Um dos riscos dessa omissão é lermos Kardec e as obras subsidiárias do espiritismo como textos religiosos, para se aprender e crer, ficando aquém da sua fundamentação filosófica, e apreendendo jargões para lidar com outras propostas religiosas e filosóficas. 

Um segundo risco, também presente em nossa sociedade, é a supervalorização das ciências, apreendendo-as como “verdade”.  e a tentativa de aproximar o conhecimento espírita ao conhecimento científico de forma apressada, desarticulada e hermética. Surgem espíritas usando o jargão da física, da psicologia, da medicina ou de outras áreas do conhecimento, baseado muitas vezes em textos de divulgação (ou seja, sem domínio das respectivas áreas) e tecendo ilações a um público leigo, incapaz de identificar ou criticar a impostura. Alguns respondem com mais hermetismo às justas críticas realizadas por quem entende, o que serve apenas como forma de impressionar os simpatizantes, que creem estar diante de um grande intelectual.

O terceiro risco, é o da construção de um discurso que só é reconhecido no contexto espírita, incapaz de dialogar com os autores do nosso tempo. Isso faz com que as próximas gerações de espíritas sejam facilmente influenciáveis por professores ateus ou agnósticos, ou ainda, incapazes de articular o conhecimento espírita com o que apreendem na universidade, passem a considerar o espiritismo como mera religião, fé de adeptos, baseada apenas nas relações sociais que os espíritas estabelecem entre si e na revelação de alguns ou de um espírito-médium“favorito”, ignorando o esforço de Allan Kardec.

Não foi com pouca satisfação que recebi o convite para participar de uma iniciativa de espíritas brasileiros (Sociedade Espírita Primavera) e ingleses (Spiritist Society of Bournemouth), capitaneada pelo competente professor Humberto Schubert, da Universidade Federal de Juiz de Fora. Com sólida formação em filosofia e ciência da religião, como se pode ler em seu currículo (http://lattes.cnpq.br/5846607951367788), ele vem apresentando palestras de cerca de 40, 50 minutos sobre filosofia e espiritismo, seguidas de diálogo com os participantes. Na primeira conferência, Humberto advoga a tese da centralidade da filosofia para a compreensão do todo e da fundamentação filosófica do pensamento de Allan Kardec, ou seja, ele compreende o espiritismo como filosofia, coisa esquecida por muitos “advogados” e “críticos” do espiritismo que tratam dele como se houvesse um primado da religião para a apreensão da doutrina.

Registros fornecidos:
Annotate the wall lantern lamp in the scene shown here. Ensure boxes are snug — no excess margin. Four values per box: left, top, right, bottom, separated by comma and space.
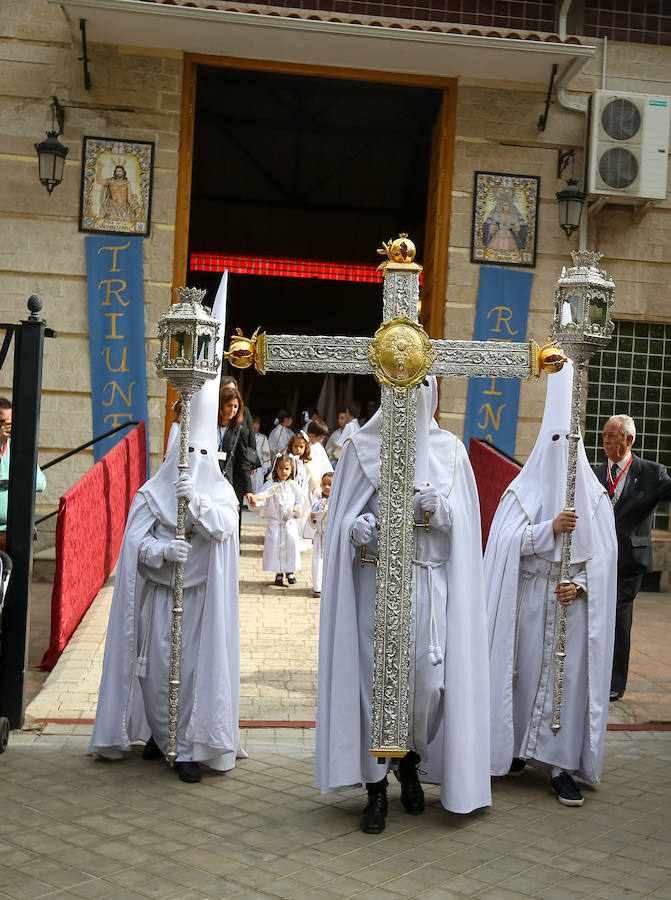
557, 178, 585, 237
35, 97, 70, 193
557, 149, 586, 237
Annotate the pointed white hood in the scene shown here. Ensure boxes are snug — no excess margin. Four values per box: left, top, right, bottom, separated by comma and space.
508, 304, 603, 563
140, 272, 237, 527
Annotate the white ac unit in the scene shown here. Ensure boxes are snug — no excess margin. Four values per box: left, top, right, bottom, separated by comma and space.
587, 91, 671, 200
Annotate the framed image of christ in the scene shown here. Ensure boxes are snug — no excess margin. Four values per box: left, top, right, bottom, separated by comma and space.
471, 172, 540, 266
79, 136, 154, 237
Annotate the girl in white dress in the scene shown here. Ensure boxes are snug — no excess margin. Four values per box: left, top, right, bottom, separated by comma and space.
286, 431, 320, 551
248, 453, 309, 587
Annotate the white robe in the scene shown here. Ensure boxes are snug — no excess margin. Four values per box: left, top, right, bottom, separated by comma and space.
485, 486, 617, 784
268, 424, 293, 460
89, 472, 246, 771
485, 352, 617, 784
315, 379, 491, 813
324, 428, 342, 463
333, 419, 361, 459
254, 479, 307, 573
306, 441, 333, 489
303, 497, 328, 591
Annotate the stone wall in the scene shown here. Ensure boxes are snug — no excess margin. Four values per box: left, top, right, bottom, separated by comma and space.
0, 0, 182, 505
441, 38, 671, 460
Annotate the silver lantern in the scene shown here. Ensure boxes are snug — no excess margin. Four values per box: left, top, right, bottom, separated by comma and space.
155, 288, 221, 765
550, 250, 615, 734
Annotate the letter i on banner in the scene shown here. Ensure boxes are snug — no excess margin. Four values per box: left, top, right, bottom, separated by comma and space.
464, 266, 533, 456
85, 235, 149, 462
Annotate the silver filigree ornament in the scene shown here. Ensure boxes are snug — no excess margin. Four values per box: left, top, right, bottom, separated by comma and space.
550, 250, 615, 735
155, 288, 221, 765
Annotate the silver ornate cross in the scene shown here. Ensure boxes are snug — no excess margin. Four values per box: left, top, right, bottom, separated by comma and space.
226, 235, 562, 757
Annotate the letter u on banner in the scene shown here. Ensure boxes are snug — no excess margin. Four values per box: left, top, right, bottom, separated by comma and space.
85, 234, 149, 462
464, 266, 533, 456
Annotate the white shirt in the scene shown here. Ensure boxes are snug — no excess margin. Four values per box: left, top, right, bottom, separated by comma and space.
607, 451, 631, 505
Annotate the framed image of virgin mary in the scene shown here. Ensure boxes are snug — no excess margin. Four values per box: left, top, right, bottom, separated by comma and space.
471, 172, 540, 266
79, 137, 154, 237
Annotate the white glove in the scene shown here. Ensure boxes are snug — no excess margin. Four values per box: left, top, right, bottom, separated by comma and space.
419, 484, 439, 512
350, 513, 375, 547
175, 472, 196, 503
163, 538, 191, 562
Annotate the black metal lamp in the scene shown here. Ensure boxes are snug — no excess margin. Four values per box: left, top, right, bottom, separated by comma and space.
557, 178, 586, 237
35, 97, 70, 193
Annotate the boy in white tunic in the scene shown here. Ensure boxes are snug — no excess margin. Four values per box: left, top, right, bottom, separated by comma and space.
485, 361, 617, 806
249, 453, 308, 587
303, 472, 333, 597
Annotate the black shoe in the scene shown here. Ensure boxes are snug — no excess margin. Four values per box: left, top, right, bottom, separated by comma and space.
396, 750, 424, 816
142, 737, 163, 759
175, 762, 203, 784
550, 772, 585, 806
508, 756, 527, 775
359, 778, 387, 834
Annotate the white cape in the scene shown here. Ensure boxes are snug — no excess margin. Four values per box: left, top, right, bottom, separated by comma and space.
485, 362, 617, 784
315, 379, 491, 813
89, 446, 246, 770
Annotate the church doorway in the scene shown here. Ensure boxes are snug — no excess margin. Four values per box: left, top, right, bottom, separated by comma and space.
176, 57, 454, 432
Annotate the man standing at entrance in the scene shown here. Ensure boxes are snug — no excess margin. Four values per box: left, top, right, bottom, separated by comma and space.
594, 413, 671, 700
315, 378, 491, 834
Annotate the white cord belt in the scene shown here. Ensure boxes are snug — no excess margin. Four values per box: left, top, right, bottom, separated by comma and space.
412, 559, 445, 666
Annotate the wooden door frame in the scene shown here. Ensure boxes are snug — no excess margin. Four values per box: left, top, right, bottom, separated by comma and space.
165, 53, 457, 441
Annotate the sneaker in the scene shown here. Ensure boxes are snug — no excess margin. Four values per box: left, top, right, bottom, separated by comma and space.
550, 772, 585, 806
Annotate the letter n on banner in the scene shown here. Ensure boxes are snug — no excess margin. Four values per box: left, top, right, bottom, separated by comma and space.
85, 234, 149, 462
464, 266, 533, 456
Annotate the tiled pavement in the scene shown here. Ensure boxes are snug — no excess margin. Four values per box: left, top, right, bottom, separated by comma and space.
0, 523, 671, 900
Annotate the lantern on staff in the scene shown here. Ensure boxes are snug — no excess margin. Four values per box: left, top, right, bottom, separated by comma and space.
155, 288, 221, 765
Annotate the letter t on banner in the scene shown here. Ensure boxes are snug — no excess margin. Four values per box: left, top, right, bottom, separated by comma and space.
464, 266, 533, 456
85, 235, 149, 462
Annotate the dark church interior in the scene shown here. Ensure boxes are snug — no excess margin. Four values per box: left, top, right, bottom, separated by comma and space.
188, 67, 441, 429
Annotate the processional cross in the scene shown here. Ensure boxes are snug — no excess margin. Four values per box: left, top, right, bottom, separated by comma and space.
225, 234, 565, 757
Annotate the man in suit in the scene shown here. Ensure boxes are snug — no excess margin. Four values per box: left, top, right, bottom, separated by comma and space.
594, 414, 671, 700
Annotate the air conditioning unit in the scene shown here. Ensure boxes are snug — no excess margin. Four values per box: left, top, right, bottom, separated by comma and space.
587, 91, 671, 200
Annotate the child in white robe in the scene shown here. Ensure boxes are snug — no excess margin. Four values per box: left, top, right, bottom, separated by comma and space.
248, 453, 308, 587
303, 472, 333, 597
252, 416, 270, 494
286, 431, 319, 551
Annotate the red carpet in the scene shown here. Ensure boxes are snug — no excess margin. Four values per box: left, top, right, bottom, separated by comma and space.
40, 422, 147, 669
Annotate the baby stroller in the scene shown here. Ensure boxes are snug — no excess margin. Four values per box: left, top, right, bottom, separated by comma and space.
0, 550, 12, 753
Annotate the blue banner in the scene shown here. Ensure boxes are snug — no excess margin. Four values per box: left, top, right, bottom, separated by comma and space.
464, 266, 533, 456
85, 235, 149, 462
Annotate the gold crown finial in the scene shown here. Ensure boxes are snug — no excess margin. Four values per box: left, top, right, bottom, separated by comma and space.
377, 232, 422, 271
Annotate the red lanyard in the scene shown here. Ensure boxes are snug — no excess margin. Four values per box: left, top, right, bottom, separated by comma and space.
608, 455, 633, 497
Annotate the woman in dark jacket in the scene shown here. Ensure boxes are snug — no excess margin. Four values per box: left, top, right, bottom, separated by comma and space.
219, 384, 256, 509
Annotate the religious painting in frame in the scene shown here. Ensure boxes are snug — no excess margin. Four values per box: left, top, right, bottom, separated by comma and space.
79, 136, 154, 237
471, 172, 540, 266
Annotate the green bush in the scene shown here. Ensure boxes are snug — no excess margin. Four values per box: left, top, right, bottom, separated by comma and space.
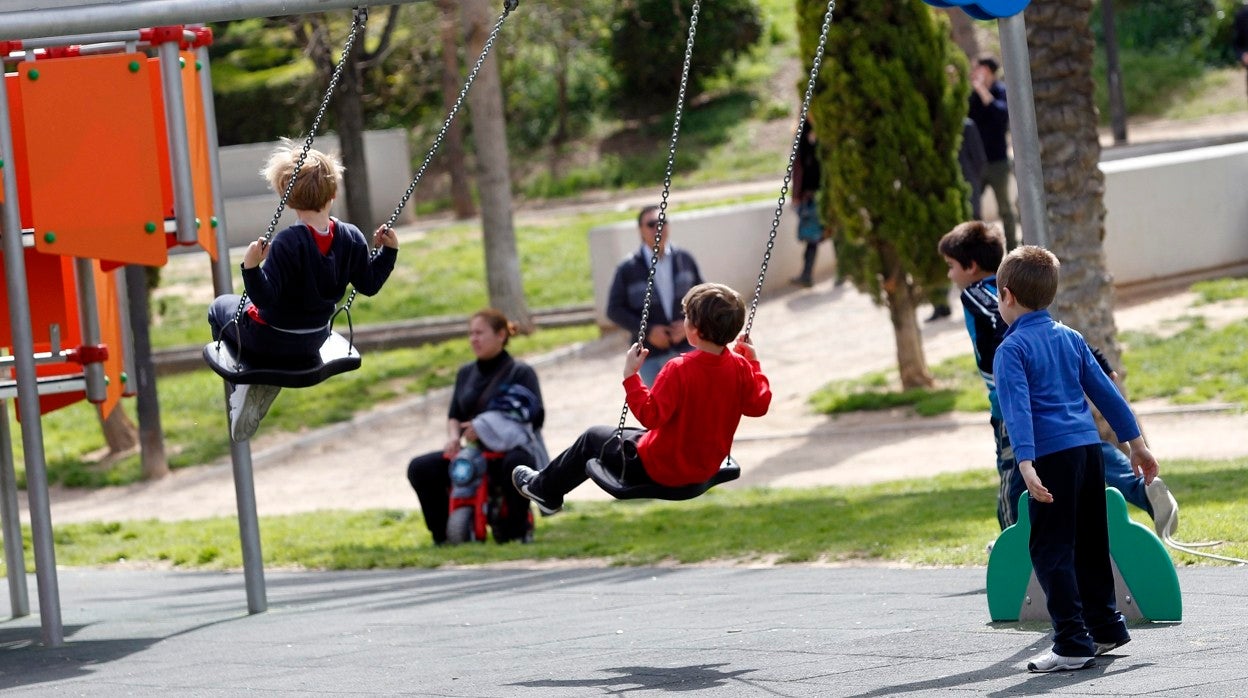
610, 0, 763, 112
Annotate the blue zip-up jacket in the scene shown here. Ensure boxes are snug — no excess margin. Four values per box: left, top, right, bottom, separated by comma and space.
992, 310, 1139, 462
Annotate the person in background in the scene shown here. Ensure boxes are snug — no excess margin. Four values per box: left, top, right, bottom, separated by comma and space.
967, 55, 1018, 252
607, 206, 703, 386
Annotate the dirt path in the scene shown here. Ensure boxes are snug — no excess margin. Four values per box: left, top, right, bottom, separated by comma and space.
34, 280, 1248, 522
21, 111, 1248, 522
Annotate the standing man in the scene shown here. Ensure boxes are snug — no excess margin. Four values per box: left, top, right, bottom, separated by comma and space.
607, 206, 703, 386
968, 55, 1018, 251
1231, 2, 1248, 101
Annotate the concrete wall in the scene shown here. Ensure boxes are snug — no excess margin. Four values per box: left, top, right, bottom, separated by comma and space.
212, 129, 412, 247
589, 202, 835, 327
1101, 142, 1248, 286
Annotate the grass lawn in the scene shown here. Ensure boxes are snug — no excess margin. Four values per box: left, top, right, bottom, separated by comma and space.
4, 458, 1248, 569
810, 278, 1248, 417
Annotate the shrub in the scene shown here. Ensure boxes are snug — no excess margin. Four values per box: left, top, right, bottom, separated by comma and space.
610, 0, 763, 112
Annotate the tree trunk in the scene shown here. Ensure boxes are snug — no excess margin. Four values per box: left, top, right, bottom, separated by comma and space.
125, 265, 168, 479
1026, 0, 1121, 367
1025, 0, 1126, 443
438, 0, 477, 220
461, 0, 533, 333
880, 245, 935, 390
100, 406, 139, 456
326, 32, 374, 229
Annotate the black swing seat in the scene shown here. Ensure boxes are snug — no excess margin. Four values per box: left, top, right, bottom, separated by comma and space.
203, 332, 361, 388
585, 456, 741, 502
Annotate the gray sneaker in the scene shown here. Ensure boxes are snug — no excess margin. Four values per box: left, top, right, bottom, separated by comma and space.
1027, 649, 1096, 674
1144, 477, 1178, 541
1093, 637, 1131, 657
230, 385, 282, 443
512, 466, 563, 516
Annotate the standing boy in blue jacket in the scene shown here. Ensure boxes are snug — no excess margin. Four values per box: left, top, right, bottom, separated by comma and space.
992, 245, 1157, 672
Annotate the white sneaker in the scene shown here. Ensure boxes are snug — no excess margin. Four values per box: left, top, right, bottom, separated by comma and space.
1092, 637, 1131, 657
230, 385, 282, 443
1027, 649, 1096, 674
1144, 477, 1178, 541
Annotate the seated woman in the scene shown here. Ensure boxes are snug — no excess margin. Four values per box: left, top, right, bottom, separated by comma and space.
407, 308, 547, 544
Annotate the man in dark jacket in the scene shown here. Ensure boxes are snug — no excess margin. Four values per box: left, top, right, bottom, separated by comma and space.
967, 56, 1018, 251
607, 206, 703, 386
1231, 2, 1248, 101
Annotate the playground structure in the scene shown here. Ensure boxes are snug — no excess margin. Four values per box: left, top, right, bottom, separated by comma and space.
0, 0, 429, 647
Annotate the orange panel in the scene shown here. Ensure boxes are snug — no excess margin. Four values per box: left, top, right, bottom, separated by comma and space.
0, 72, 31, 227
17, 54, 167, 266
0, 247, 86, 415
95, 262, 127, 417
0, 247, 81, 352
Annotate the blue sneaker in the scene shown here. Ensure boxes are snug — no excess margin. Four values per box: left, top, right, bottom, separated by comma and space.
1027, 649, 1096, 674
512, 466, 563, 516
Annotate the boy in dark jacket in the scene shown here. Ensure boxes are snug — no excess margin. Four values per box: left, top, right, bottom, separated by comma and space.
208, 140, 398, 442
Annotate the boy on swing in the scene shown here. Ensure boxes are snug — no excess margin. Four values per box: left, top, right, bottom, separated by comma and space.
208, 139, 398, 442
512, 283, 771, 516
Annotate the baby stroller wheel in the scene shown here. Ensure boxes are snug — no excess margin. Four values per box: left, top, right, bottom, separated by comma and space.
447, 507, 477, 546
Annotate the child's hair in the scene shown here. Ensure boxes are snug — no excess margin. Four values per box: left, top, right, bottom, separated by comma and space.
260, 139, 342, 211
936, 221, 1006, 273
680, 283, 745, 346
997, 245, 1062, 310
468, 308, 515, 347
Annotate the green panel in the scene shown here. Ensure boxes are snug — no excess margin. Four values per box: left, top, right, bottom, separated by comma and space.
1104, 487, 1183, 621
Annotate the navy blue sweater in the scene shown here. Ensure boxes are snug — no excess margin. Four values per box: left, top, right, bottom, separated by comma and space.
992, 310, 1139, 462
242, 219, 398, 330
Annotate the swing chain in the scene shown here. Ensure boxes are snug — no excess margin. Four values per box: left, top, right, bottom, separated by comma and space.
615, 0, 701, 437
343, 0, 519, 317
743, 0, 836, 337
225, 6, 368, 332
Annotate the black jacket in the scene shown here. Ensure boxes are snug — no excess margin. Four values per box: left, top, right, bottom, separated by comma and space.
607, 245, 703, 351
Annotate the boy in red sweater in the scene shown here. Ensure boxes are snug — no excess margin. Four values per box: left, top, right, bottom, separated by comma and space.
512, 283, 771, 516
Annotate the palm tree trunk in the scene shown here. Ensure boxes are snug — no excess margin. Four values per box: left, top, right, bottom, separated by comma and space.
461, 0, 533, 332
1023, 0, 1121, 367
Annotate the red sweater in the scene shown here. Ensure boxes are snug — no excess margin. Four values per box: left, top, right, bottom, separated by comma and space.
624, 348, 771, 487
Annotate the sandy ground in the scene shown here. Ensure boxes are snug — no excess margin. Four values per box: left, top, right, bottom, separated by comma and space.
34, 280, 1248, 522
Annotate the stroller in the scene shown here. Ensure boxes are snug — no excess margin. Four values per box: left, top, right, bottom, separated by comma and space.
447, 445, 533, 546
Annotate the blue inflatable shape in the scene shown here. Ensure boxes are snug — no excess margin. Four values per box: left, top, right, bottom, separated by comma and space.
924, 0, 1031, 20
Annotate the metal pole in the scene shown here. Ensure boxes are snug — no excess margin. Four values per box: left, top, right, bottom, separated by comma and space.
0, 400, 30, 618
1101, 0, 1127, 145
74, 257, 107, 403
997, 12, 1050, 247
156, 41, 198, 245
195, 38, 268, 613
0, 0, 421, 40
0, 59, 65, 647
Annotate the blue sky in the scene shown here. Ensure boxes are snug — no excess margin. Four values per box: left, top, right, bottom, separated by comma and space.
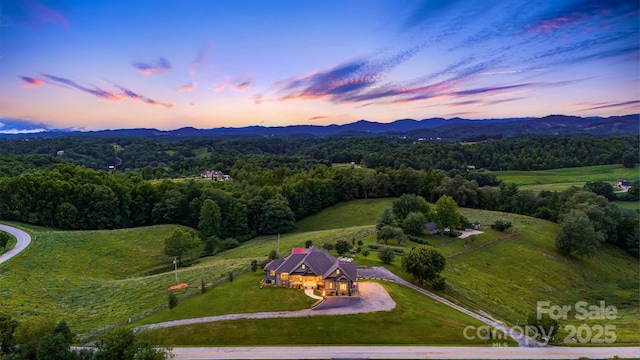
0, 0, 640, 132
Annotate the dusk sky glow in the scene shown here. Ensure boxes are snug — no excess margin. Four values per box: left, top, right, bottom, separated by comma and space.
0, 0, 640, 131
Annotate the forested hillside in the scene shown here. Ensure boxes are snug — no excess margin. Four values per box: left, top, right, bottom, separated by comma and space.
0, 137, 638, 252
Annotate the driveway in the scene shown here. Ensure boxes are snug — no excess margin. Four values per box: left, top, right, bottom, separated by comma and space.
0, 224, 31, 264
134, 282, 396, 331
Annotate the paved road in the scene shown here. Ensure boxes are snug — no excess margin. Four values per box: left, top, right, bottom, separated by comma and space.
173, 346, 640, 360
134, 282, 396, 331
0, 224, 31, 264
358, 266, 547, 347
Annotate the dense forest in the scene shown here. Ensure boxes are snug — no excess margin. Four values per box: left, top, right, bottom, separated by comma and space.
0, 137, 638, 251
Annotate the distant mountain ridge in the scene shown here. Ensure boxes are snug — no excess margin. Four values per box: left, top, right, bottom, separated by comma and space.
0, 114, 640, 141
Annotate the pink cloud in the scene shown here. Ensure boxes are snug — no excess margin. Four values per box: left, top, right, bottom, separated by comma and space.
178, 83, 196, 92
20, 76, 44, 88
211, 76, 254, 92
132, 57, 173, 76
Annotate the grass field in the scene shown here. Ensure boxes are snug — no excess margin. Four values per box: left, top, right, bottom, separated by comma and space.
0, 195, 640, 345
0, 224, 248, 335
493, 165, 640, 191
145, 283, 496, 346
0, 234, 17, 255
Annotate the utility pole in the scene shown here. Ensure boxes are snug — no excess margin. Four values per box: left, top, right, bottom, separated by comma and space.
173, 257, 178, 285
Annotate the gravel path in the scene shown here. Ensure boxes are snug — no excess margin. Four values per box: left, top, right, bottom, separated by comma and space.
134, 282, 396, 331
358, 266, 546, 347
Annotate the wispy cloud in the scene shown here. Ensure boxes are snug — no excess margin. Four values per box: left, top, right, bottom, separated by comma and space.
29, 73, 174, 109
578, 100, 640, 111
211, 76, 254, 92
0, 0, 69, 28
189, 41, 213, 76
178, 83, 197, 92
20, 76, 44, 88
42, 74, 122, 102
116, 85, 174, 109
132, 57, 172, 75
0, 118, 50, 135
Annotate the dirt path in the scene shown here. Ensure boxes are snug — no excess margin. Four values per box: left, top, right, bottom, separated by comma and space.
134, 282, 396, 331
358, 266, 546, 347
446, 232, 518, 258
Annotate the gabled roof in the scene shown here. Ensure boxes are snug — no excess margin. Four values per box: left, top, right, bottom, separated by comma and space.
264, 259, 284, 271
264, 246, 357, 281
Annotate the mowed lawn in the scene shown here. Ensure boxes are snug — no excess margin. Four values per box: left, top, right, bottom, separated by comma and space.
492, 165, 640, 191
145, 282, 496, 346
0, 224, 249, 335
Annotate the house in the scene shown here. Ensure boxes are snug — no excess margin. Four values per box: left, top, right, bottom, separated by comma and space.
264, 246, 358, 296
200, 170, 231, 181
616, 179, 631, 192
422, 221, 438, 235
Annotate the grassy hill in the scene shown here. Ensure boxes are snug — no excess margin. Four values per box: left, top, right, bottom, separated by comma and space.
493, 165, 640, 191
0, 195, 640, 344
0, 224, 248, 335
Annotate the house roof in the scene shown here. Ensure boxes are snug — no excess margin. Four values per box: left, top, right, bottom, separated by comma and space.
264, 246, 358, 281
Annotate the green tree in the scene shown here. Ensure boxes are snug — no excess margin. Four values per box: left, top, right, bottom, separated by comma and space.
260, 195, 295, 234
335, 239, 351, 256
36, 334, 73, 360
402, 211, 427, 235
556, 210, 604, 256
93, 327, 173, 360
198, 199, 221, 239
622, 152, 638, 169
584, 181, 617, 201
402, 246, 447, 283
435, 195, 460, 231
376, 225, 402, 245
392, 194, 431, 223
378, 246, 396, 264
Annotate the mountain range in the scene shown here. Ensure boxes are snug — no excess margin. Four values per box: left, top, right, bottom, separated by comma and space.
0, 114, 640, 141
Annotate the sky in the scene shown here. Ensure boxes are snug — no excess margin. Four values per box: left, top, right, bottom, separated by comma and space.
0, 0, 640, 133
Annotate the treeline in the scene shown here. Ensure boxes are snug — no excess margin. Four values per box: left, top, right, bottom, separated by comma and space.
0, 160, 639, 251
0, 136, 640, 179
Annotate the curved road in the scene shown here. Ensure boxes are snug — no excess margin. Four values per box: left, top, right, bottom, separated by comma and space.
0, 224, 31, 264
172, 346, 640, 360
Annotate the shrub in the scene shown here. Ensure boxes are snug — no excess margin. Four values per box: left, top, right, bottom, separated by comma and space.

Enunciado: No texto sobre espiritismo e filosofia, a qual universidade o professor Humberto Schubert está vinculado?

Resolução do exercício: Universidade Federal de Juiz de Fora.